WHAT YOU HAVE TO DO
When you reach the line in the listing below that contains "Practice. Put a dot on the dense", begin returning lines exactly as written, and stop after the line that contains "Practice. Put a dot on the green". Return no other lines.

RECORDS
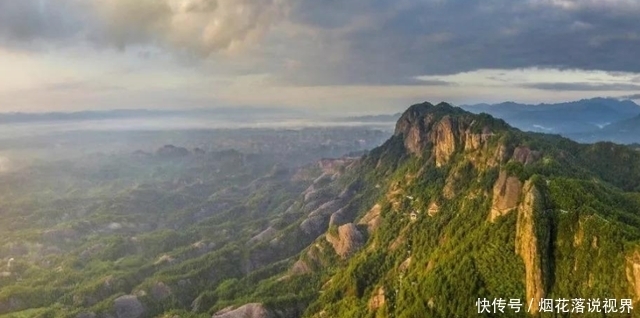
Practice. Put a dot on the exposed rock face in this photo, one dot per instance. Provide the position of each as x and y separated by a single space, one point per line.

---

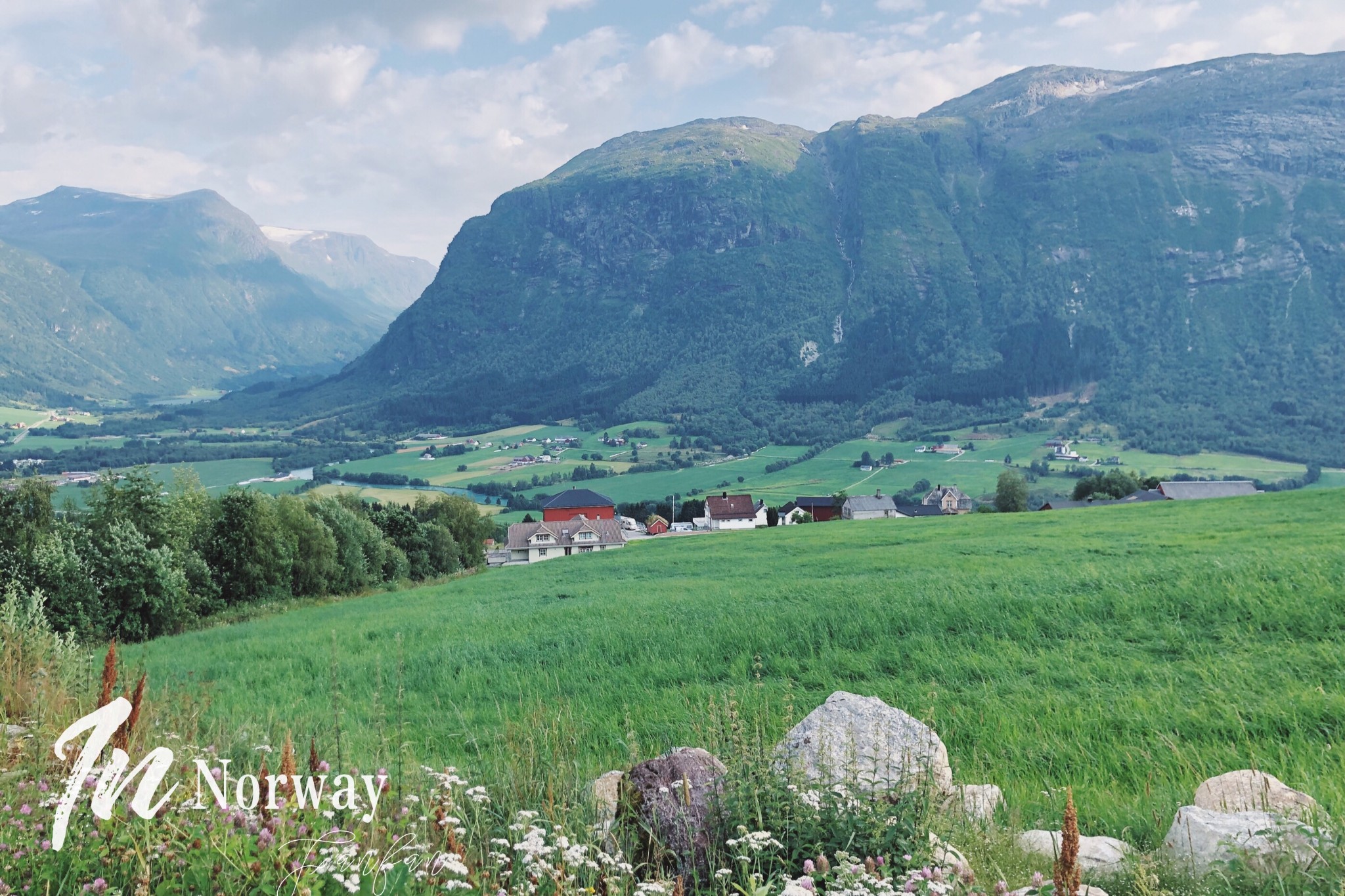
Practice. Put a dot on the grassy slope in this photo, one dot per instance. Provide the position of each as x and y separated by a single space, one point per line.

* * *

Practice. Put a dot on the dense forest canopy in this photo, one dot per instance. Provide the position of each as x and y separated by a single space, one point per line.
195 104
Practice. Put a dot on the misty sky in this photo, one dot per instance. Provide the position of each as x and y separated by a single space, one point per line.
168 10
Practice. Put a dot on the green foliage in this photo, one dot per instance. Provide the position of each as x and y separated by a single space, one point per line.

WRITTEN ANSWER
Practice. Put a dot on the dense forest canopy in this photo, one dot per instance. Provide the position of each as x and y separated by a single space, one point per line.
195 104
Practice. Put a dot on the misty sky in this photo, one dot per instance. Provide the position of each as x and y separated by a single space, one point per line.
168 10
Practice. Put a dot on the green foliage in this photo, one dot per instance. Provide the position of each as x and y separated by a single space, one point per line.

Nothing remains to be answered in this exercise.